◆ **Assignment 1**:
Using the jaguar and puma abstract, explain why the pumas' scarcity outside the protected forest may point to competition with humans.
◆ **Assignment 2**:
Please transcribe the stretch of the jaguar and puma abstract from "This material is" through "review. doi: 10.1111/j.1469-7998.2009.00663.x.".

This material is being published in the Journal of Zoology (2010, 280: 309-318), the only definitive repository of the content that has been certified and accepted after peer review. doi: 10.1111/j.1469-7998.2009.00663.x.

Food habits of sympatric jaguars and pumas across a gradient of human disturbance

Rebecca J. Foster, Bart J. Harmsen, Billy Valdes, Cristina Pomilla, and C. Patrick Doncaster

Jaguars Panthera onca coexist with pumas Puma concolor across their entire range. In areas where they occur together their coexistence may be facilitated by differences in diet. This study compared food habits of jaguars and pumas in Belize, Central America, across a protected lowland rainforest and the neighbouring human-influenced landscape. Diets were determined from 362 jaguar scats and 135 puma scats, identified by genetic analysis. In the protected forest, dietary breadths were low for jaguars and pumas and showed little overlap. In this habitat each relied heavily on a single medium-sized (5-10 kg) prey species: armadillos Dasypus novemcinctus for jaguars, and pacas Agouti paca for pumas. Both cats also took larger prey (>10 kg), mainly white-lipped peccaries Tayassu pecari by jaguars and red brocket deer Mazama americana by pumas. In unprotected fragmented lands, jaguar scats rarely contained large wild prey species; rather, a diet of relatively small wild prey was supplemented with larger domestic species. Pumas did not take domestic species and were scarce outside the protected forest, possibly indicating competition with humans for pacas and deer, which are also prized game species in the region. This study is the largest analysis to date of sympatric jaguar and puma diets in both forest and farmland. We suggest that jaguar predation on cattle may be reduced by ensuring that game hunting is sustainable and potentially by augmenting forests within the human matrix with large wild ungulates. The supplementation could benefit both of the cat species, and the local game hunting economy.

◆ **Data section**:
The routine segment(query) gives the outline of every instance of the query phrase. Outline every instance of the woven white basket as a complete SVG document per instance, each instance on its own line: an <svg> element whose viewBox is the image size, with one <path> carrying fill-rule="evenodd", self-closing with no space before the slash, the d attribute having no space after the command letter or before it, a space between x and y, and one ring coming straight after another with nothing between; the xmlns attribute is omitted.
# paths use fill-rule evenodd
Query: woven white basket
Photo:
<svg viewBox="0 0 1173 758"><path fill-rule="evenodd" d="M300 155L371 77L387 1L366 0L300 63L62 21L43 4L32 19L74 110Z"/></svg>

◆ **Written solution 1**:
Pumas rely on pacas and red brocket deer, and these animals are also prized game species in the region. Because people hunt the same prey, the scarcity of pumas outside the protected forest may indicate that they compete with humans for it.

◆ **Written solution 2**:
This material is being published in the Journal of Zoology (2010, 280: 309-318), the only definitive repository of the content that has been certified and accepted after peer review. doi: 10.1111/j.1469-7998.2009.00663.x.